Problem description: Reproduce verbatim every line from the one that includes "The resolver MUST return, for each instance of the overcast" to the closing line of the entries; omit everything before it.

[Location identification entries]
━━━━━━━━━━

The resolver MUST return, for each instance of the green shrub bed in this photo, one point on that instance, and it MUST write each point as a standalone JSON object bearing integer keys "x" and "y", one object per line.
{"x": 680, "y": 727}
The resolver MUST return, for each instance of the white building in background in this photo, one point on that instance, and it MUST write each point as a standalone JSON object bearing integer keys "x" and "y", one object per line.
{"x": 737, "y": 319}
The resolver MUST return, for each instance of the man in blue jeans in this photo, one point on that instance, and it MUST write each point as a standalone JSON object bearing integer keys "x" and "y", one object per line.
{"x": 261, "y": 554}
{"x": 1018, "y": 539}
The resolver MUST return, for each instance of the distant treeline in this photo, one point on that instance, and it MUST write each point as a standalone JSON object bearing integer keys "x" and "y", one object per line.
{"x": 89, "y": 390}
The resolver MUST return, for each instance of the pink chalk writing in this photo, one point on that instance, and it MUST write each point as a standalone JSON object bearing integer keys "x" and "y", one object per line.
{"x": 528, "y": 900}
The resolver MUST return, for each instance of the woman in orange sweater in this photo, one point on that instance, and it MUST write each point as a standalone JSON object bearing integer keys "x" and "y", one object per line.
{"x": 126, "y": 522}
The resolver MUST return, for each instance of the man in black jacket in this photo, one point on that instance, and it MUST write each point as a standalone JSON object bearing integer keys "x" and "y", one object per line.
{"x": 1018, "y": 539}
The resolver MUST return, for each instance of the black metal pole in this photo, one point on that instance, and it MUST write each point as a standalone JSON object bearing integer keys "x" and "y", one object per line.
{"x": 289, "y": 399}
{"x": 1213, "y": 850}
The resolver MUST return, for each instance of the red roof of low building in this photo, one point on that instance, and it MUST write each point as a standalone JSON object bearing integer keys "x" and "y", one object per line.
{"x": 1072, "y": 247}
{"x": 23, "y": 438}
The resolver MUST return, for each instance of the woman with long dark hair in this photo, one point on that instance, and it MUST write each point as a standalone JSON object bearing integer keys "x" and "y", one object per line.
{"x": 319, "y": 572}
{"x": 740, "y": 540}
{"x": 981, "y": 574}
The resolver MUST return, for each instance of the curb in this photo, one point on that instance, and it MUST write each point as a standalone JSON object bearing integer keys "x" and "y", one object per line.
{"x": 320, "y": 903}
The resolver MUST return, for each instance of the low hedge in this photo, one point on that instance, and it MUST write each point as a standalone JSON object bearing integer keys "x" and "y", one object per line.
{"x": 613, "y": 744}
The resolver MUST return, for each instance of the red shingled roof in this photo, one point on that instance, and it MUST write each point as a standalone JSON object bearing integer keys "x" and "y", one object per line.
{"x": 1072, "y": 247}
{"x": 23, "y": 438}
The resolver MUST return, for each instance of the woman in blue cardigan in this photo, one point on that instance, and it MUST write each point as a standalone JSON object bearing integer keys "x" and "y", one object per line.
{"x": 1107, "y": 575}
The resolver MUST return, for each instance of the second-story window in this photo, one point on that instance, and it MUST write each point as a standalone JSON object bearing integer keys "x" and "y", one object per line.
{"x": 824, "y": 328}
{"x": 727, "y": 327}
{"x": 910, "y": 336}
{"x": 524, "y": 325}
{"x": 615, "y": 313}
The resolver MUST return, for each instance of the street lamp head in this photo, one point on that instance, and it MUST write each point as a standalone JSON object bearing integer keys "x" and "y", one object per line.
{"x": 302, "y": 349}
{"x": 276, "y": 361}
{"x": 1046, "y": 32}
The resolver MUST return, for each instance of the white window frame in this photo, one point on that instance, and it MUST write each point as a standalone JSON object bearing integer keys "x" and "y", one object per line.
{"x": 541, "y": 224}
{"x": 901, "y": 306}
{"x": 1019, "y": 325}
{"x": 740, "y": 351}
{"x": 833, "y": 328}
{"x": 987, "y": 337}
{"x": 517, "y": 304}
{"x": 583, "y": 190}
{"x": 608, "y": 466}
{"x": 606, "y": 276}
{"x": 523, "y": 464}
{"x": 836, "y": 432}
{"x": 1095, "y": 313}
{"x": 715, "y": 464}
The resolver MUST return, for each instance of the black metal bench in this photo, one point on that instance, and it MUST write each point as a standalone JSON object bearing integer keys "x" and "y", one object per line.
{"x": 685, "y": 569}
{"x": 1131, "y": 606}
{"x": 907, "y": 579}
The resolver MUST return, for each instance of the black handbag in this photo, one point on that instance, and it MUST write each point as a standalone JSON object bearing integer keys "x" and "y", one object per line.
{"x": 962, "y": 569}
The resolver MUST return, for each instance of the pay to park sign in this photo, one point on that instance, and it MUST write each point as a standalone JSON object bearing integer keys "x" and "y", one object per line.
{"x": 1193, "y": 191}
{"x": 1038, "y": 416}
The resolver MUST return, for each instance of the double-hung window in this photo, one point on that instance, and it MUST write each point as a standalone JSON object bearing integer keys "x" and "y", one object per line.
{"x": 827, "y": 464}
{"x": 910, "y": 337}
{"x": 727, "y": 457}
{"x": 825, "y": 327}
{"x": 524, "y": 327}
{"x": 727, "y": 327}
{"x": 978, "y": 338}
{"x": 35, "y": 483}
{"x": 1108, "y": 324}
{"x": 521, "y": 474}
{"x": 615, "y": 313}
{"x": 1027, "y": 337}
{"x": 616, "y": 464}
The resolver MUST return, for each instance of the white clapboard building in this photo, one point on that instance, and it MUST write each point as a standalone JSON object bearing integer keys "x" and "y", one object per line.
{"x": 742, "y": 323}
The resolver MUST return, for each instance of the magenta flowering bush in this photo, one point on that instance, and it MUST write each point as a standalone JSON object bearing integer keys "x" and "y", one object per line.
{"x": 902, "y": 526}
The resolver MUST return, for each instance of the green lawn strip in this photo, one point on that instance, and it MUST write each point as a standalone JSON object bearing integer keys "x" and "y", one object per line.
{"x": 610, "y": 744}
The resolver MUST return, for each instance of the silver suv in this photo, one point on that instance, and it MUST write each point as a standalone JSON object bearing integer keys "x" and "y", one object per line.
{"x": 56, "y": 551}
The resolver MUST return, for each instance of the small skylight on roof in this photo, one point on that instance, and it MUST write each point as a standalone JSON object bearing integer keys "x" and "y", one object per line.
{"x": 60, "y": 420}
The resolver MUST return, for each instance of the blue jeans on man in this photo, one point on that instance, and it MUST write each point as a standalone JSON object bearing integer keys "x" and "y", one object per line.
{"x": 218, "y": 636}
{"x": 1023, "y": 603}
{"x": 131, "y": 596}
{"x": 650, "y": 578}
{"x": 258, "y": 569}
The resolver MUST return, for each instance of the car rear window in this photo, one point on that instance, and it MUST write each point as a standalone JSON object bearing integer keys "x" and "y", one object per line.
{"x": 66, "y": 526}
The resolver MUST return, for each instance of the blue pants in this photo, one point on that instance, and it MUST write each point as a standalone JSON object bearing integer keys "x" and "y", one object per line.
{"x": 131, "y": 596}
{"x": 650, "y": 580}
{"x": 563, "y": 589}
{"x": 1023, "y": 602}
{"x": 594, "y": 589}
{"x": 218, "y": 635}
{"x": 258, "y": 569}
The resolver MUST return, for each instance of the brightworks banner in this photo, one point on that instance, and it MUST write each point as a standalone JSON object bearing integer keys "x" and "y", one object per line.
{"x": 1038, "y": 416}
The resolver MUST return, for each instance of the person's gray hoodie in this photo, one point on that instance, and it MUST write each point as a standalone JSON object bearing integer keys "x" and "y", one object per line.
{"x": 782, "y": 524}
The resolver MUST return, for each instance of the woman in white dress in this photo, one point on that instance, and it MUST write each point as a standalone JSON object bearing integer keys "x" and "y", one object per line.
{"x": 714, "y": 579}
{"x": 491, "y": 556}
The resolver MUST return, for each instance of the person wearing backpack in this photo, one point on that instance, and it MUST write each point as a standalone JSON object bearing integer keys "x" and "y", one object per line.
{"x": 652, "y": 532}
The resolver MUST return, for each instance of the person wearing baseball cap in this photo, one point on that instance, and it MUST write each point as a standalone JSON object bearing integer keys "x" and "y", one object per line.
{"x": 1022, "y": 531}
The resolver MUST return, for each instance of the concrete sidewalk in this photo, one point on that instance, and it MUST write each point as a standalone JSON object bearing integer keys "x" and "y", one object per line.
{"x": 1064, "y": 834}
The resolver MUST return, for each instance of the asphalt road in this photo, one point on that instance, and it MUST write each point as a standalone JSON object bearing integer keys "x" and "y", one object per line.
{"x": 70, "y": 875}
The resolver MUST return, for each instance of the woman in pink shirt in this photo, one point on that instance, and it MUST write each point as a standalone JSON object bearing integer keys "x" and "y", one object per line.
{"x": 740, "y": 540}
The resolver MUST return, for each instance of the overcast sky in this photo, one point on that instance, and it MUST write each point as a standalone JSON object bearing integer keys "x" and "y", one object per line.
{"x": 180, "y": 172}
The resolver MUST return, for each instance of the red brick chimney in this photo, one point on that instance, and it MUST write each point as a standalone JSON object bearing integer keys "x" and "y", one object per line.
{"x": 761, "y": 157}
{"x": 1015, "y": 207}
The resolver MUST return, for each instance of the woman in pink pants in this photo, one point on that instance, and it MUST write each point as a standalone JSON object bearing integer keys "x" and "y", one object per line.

━━━━━━━━━━

Written solution:
The resolver MUST return, for each instance of the overcast sky in this photo, one point on that instance, and it MUST write each point as a standalone JSON object bearing integer keys "x" and "y", one object per line.
{"x": 180, "y": 172}
The resolver MUST return, for each instance of the red brick chimney in this photo, one point on that instance, and it MUST write each point as a standalone JSON object bearing integer keys "x" and "y", one object per line.
{"x": 761, "y": 157}
{"x": 1015, "y": 207}
The resolver MUST return, for each instance of the woman in pink pants in this photo, one point on that instance, and it MUST write each point as a standalone JSON object bearing integer keys "x" and "y", one object per line.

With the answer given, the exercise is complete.